- Excerpt provided:
While doing returns (and reentries) from the Moon with a Mk1-2 Command Pod and a 2.5m heatshield below it I saw that ablator seems to run out unnaturally (at least for me) with some reentry profiles. Just to clear things out, I'm playing with stock aerodynamics, heatshields, thermals, and 100% thermal heating.

To illustrate my issue, I have two examples (no screenshots, but I'll do my best to describe what's happening):

  1. Straight Moon return, ballistic reentry: From an apoapsis at the Moon's height, I lowered my periapsis to ~40km to aerocapture on the first pass. The craft went down fine, entering atmosphere at 11km/s and slowing down consuming its ablator as expected. At splashdown, I have 0.5 units of ablator left out of 250 initially and max-G force was at 6.5g.
  2. "Skip" reentry: From an apoapsis at the Moon's height (again), I lowered my periapsis to ~52km to try and make a softer reentry; I also wanted to try a controlled reentry, with a controlled angle of attack to lower G-forces on the craft. The craft entered atmosphere at about 11km/s, went down to about 48km and then up again, until it exited atmosphere. During the reentry, I kept SAS on to maintain a certain angle of attack. The problem is, when I exited atmosphere, the capsule still had an orbital velocity of 7.8km/s, but consumed almost all of its ablator: <1 unit left out of 300 initially. And I still had to make a LEO reentry to get down to Earth. I didn't make it...

This bothers me greatly, because for me, ablator consumption is proportional to heat endured by the craft. The heat itself comes from the transformation of kinetic energy (orbital speed) to mechanical (energy) shockwave when entering atmosphere) to thermal energy (heating while reentring). Let's forget about mechanical energy and focus on kinetic and thermal: kinetic energy is proportional to the square of the speed, so the more speed you lose, the more more energy you have to dissipate through heating: KE = 1/2 * m * v²

I will ignore gravitational potential energy because both crafts have the same initally, but it does make the issue bigger (PE is higher if you're higher, so at 130km, it is higher than at 0km)

Assume m = 3000kg.

On my first example, I had an initial speed of 11km/s, and went down to 0: KE = 180 GJ. All kinetic energy was dissipated, so dissipated energy is 180 GJ.

On my second example, same initial speed: KE = 180 GJ. But I had still 7.8km/s orbital velocity when I exited atmosphere: so dissipated energy is actually 90 GJ.

(Source records)

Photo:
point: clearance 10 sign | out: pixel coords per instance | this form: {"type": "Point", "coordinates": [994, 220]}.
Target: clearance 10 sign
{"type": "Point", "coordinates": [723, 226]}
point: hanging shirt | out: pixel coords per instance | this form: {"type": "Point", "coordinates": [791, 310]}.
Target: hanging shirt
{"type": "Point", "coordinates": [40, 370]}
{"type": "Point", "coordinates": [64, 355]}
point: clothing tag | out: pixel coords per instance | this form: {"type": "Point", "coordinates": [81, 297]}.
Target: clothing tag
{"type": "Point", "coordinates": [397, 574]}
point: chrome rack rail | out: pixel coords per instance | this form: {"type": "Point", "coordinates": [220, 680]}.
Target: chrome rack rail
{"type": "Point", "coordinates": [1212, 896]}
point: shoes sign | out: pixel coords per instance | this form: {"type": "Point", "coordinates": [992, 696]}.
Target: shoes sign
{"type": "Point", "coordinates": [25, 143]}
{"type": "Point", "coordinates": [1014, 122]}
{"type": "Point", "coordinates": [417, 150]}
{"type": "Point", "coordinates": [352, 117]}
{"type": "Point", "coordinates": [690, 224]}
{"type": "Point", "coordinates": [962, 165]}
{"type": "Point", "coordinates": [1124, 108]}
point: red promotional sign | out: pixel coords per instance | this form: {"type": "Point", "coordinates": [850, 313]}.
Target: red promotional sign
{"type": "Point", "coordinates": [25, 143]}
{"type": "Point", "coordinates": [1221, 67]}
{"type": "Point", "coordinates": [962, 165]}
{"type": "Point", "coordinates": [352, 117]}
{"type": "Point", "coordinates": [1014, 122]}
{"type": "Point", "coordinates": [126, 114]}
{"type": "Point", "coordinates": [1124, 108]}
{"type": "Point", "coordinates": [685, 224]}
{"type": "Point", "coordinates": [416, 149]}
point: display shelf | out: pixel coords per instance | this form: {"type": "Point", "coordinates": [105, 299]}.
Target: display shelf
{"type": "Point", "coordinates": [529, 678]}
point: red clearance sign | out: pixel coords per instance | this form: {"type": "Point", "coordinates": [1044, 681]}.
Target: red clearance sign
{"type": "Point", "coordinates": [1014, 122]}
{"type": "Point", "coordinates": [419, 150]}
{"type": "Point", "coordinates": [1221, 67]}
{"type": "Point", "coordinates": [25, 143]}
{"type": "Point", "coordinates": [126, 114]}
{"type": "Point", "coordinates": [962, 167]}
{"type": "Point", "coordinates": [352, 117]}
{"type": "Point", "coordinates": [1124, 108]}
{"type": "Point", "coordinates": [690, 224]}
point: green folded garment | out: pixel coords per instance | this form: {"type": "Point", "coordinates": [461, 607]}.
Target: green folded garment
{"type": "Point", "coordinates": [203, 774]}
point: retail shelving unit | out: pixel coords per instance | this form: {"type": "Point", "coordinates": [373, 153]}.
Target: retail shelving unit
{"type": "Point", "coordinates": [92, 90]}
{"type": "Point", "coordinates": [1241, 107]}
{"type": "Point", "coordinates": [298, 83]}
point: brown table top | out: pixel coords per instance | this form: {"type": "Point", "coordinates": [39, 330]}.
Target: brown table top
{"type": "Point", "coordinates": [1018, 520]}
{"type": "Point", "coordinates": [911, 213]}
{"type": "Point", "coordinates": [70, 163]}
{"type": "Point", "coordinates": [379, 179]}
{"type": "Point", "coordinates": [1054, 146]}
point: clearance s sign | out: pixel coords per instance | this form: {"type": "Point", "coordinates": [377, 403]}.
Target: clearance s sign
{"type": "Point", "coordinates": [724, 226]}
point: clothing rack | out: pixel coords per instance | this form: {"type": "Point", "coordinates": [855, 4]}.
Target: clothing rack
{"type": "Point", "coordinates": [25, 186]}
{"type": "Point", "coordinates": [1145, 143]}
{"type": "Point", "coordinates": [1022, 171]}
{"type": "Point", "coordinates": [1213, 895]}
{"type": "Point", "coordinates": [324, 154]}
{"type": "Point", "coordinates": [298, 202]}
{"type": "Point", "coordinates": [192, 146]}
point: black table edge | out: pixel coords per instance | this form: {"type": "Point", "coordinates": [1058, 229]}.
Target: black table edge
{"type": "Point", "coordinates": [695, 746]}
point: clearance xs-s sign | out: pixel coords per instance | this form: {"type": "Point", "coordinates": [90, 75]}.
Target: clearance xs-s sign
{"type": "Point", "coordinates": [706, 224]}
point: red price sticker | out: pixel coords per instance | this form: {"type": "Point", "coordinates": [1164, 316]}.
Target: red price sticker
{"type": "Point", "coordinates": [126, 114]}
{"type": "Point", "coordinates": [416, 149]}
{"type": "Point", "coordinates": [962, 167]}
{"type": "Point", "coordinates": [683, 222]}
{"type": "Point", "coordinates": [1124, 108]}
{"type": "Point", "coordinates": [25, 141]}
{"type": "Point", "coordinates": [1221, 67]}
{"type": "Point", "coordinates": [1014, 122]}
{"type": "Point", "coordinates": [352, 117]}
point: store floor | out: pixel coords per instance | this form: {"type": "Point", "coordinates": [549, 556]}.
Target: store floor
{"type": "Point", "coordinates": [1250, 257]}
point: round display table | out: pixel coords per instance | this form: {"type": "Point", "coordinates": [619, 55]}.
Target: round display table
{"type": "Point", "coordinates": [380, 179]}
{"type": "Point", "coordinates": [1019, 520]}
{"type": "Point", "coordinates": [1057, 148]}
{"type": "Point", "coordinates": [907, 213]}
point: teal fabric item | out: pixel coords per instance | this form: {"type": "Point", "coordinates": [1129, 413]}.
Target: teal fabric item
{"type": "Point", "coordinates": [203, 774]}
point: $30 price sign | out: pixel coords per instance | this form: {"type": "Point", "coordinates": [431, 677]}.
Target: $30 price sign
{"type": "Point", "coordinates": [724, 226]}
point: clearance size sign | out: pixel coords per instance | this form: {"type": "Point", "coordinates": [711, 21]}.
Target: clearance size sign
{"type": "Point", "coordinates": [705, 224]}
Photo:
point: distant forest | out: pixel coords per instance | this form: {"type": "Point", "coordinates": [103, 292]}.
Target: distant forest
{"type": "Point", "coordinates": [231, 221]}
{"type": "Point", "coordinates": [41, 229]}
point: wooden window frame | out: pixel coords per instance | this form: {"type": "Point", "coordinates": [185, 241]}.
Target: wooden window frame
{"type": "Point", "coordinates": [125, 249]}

- Problem:
Copy the passage of the heatshield ablator post word for word, starting at "I will ignore" and ending at "m = 3000kg.".

- Exercise result:
I will ignore gravitational potential energy because both crafts have the same initally, but it does make the issue bigger (PE is higher if you're higher, so at 130km, it is higher than at 0km)

Assume m = 3000kg.